● **Текст**
Шаляпин о Ревеле и Кустодиеве

72

 
   Кто же они, сей дух породившие?
   Одни говорят, что это кровопийцы; другие говорят, что это бандиты; третьи говорят, что это подкупленные люди, подкупленные для того, чтобы погубить Россию. По совести должен сказать, что, хотя крови пролито много, и жестокости было много, и гибелью, действительно, веяло над нашей родиной, -- эти объяснения большевизма кажутся мне лубочными и чрезвычайно поверхностными. Мне кажется, что все это проще и сложнее в одно и то же время. В том соединении глупости и жестокости, Содома и Навуходоносора, каким является советский режим, я вижу нечто подлинно российское. Во всяких видах, формах и степенях -- это наше родное уродство.
   Я не могу быть до такой степени слепым и пристрастным, чтобы не заметить, что в самой глубокой основе большевистского движения лежало какое-то стремление к действительному переустройству жизни на более справедливых, как казалось Ленину и некоторым другим его сподвижникам, началах. Не простые же это были в конце концов "воры и супостаты". Беда же была в том, что наши российские строители никак не могли унизить себя до того, чтобы задумать обыкновенное человеческое здание по разумному человеческому плану, а непременно желали построить "башню до небес" -- Вавилонскую башню!.. Не могли они удовлетвориться обыкновенным здоровым и бодрым шагом, каким человек идет на работу, каким он с работы возвращается домой -- они должны рвануться в будущее семимильными шагами... "Отречемся от старого мира" -- и вот, надо сейчас же вымести старый мир так основательно, чтобы не осталось ни корня, ни пылинки. И главное -- удивительно _з_н_а_ю_т_ все наши российские умники. Они знают, как горбатенького сапожника сразу превратить в Аполлона Бельведерского; знают, как научить зайца зажигать спички; знают, что нужно этому зайцу для его счастья; знают, что через двести лет _б_у_д_е_т_ нужно потомкам этого зайца для их счастья. Есть такие заумные футуристы, которые на картинках пишут какие-то сковороды со струнами, какие-то треугольники с селезенкой и сердцем, а когда зритель недоумевает и спрашивает, что это такое? -- они отвечают: "это искусство будущего"... Точно такое же искусство будущего творили наши российские строители. Они знают! И так непостижимо в этом своем знании они уверены, что самое малейшее несогласие с их формулой жизни они признают зловредным и упрямым кощунством и за него жестоко карают.

● **Задания к упражнению**
a – Перечислите всё, что, согласно тексту о большевизме, знают российские умники.
b – Пожалуйста, перепишите из текста о большевизме отрывок, начиная со слов «Кто же они, сей» и заканчивая словами «наше родное уродство.».
c – Допишите следующую часть текста о большевизме, начав сразу после его последнего предложения.

● **Исходный материал**
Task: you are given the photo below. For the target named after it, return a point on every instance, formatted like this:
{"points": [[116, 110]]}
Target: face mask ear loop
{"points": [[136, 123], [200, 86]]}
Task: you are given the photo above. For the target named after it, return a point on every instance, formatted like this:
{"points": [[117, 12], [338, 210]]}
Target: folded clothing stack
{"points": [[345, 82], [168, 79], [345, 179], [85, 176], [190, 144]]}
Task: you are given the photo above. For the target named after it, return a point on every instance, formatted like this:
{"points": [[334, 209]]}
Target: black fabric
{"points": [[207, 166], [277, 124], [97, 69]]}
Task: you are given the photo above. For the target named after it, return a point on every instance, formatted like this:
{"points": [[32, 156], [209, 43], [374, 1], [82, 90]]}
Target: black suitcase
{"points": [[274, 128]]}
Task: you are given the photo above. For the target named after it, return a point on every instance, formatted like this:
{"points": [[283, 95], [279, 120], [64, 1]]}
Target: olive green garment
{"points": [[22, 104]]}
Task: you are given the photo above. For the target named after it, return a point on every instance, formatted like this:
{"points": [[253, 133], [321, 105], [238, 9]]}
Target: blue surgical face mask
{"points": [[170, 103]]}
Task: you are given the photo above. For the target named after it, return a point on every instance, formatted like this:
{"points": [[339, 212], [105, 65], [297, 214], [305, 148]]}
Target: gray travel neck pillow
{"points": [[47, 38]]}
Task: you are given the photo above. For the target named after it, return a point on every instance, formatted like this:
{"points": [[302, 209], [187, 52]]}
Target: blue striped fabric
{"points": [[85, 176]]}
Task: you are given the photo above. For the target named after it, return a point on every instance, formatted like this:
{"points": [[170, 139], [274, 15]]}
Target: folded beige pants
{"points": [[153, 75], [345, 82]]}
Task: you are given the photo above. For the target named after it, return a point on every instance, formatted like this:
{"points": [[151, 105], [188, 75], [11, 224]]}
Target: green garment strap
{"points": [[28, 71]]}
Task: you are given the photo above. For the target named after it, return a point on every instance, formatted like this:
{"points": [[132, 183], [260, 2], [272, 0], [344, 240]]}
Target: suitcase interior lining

● **Ответы**
a –
- как горбатенького сапожника сразу превратить в Аполлона Бельведерского;
- как научить зайца зажигать спички;
- что нужно этому зайцу для его счастья;
- что через двести лет будет нужно потомкам этого зайца для их счастья.

b –
Кто же они, сей дух породившие?
   Одни говорят, что это кровопийцы; другие говорят, что это бандиты; третьи говорят, что это подкупленные люди, подкупленные для того, чтобы погубить Россию. По совести должен сказать, что, хотя крови пролито много, и жестокости было много, и гибелью, действительно, веяло над нашей родиной, -- эти объяснения большевизма кажутся мне лубочными и чрезвычайно поверхностными. Мне кажется, что все это проще и сложнее в одно и то же время. В том соединении глупости и жестокости, Содома и Навуходоносора, каким является советский режим, я вижу нечто подлинно российское. Во всяких видах, формах и степенях -- это наше родное уродство.

c –
   Таким образом произошло то, что все "медали" обернулись в русской действительности своей оборотной стороной. "Свобода" превратилась в тиранию, "братство" -- в гражданскую войну, а "равенство" привело к принижению всякого, кто смеет поднять голову выше уровня болота. Строительство приняло форму сплошного разрушения, и "любовь к будущему человечеству" вылилась в ненависть и пытку для современников.
   Я очень люблю поэму Александра Блока "Двенадцать", несмотря на ее конец, который я не чувствую: в большевистской процессии я Христа "в белом венчике из роз" не разглядел. Но в поэме Блока замечательно сплетение двух разнородных музыкальных тем. Там слышна сухая, механическая поступь революционной жандармерии:
 
   Революцьонный держите шаг --
   Неугомонный не дремлет враг...
 
   Это -- "Капитал" Маркса, Лозанна, Ленин...
   И вместе с этим слышится лихая, озорная русская завируха-метель:
 
   В кружевном белье ходила?
   Походи-ка, походи!
   С офицерами блудила?
   Поблуди-ка, поблуди!
   . . . . . . . . . . . .
   Помнишь, Катя, офицера?
   Не ушел он от ножа.
   Аль не вспомнила, холера,
   Али память не свежа?..
 
   Это наш добрый знакомый -- Яшка Изумрудов...
   Мне кажется, что в российской жизни под большевиками этот второй, природный элемент чувствовался с гораздо большей силой, чем первый -- командный и наносный элемент. Большевистская практика оказалась еще страшнее большевистских теорий. И самая страшная, может быть, черта режима была та, что в большевизм влилось целиком все жуткое российское мещанство с его нестерпимой узостью и тупой самоуверенностью. И не только мещанство, а вообще весь русский быт со всем, что в нем накопилось отрицательного. Пришел чеховский унтер Пришибеев с заметками о том, кто как живет, и пришел Федька-каторжник Достоевского со своим ножом. Кажется, это был генеральный смотр всем персонажам всей обличительной и сатирической русской литературы от Фонвизина до Зощенко. Все пришли и добром своим поклонились Владимиру Ильичу Ленину...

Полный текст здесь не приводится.